• Written task
Scale every coordinate in the answers by 1.8, rounding each result to a whole number with halves going up, starting with the line with "Which element on screen is the stone pillar?" and going on through the last line. Write out every line in that span, keeping all other text the same.
--------------------
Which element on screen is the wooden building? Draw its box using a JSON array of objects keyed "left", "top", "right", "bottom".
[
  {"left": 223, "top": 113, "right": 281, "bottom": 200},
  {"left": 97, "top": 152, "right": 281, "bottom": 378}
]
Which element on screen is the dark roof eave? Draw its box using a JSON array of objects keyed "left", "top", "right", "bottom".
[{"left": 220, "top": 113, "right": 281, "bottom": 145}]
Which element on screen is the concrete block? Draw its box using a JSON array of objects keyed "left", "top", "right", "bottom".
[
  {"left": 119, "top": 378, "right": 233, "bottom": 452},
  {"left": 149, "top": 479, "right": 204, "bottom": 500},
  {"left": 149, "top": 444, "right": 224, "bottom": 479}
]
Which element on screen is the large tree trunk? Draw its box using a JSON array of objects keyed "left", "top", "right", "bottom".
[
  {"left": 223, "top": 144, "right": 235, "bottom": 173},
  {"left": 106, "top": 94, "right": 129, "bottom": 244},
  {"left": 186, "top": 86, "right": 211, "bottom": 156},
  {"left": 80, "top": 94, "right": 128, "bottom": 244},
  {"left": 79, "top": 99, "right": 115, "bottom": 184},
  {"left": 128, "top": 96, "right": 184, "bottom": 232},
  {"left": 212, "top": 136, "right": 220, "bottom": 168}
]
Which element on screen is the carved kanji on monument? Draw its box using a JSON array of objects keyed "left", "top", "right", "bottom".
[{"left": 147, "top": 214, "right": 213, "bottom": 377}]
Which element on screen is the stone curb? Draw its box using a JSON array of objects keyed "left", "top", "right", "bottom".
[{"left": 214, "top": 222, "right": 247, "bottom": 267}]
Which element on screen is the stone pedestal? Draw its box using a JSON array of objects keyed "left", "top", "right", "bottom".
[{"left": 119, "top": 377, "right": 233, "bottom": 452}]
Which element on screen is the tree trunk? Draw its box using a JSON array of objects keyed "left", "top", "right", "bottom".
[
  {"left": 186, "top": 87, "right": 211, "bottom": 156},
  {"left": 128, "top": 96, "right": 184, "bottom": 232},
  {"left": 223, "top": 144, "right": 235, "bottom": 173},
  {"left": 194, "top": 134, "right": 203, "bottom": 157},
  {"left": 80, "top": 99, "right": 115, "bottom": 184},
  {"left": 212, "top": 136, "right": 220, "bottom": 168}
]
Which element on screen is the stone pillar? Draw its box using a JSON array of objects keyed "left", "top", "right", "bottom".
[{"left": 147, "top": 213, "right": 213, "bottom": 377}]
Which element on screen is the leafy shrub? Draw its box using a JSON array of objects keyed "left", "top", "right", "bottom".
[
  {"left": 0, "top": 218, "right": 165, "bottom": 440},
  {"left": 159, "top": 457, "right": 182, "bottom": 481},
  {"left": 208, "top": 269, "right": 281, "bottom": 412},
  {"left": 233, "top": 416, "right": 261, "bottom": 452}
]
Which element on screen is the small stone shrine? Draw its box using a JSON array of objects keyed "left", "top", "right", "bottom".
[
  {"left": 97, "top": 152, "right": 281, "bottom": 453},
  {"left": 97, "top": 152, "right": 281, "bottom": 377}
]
--------------------
• Completed exercise
Which element on screen is the stone pillar? Draw its box using a JSON array of objects keyed "left", "top", "right", "bottom".
[{"left": 265, "top": 383, "right": 383, "bottom": 679}]
Which element on screen is the leafy shrub? Draw its box using a JSON array of objects keyed "left", "top", "right", "bottom".
[
  {"left": 0, "top": 392, "right": 297, "bottom": 792},
  {"left": 286, "top": 823, "right": 328, "bottom": 866},
  {"left": 374, "top": 484, "right": 506, "bottom": 742},
  {"left": 419, "top": 749, "right": 470, "bottom": 814}
]
Which element on screen is the small stone shrine? Draw its box using a JSON array of objects keyed "left", "top", "right", "bottom".
[
  {"left": 175, "top": 274, "right": 506, "bottom": 815},
  {"left": 175, "top": 274, "right": 506, "bottom": 679}
]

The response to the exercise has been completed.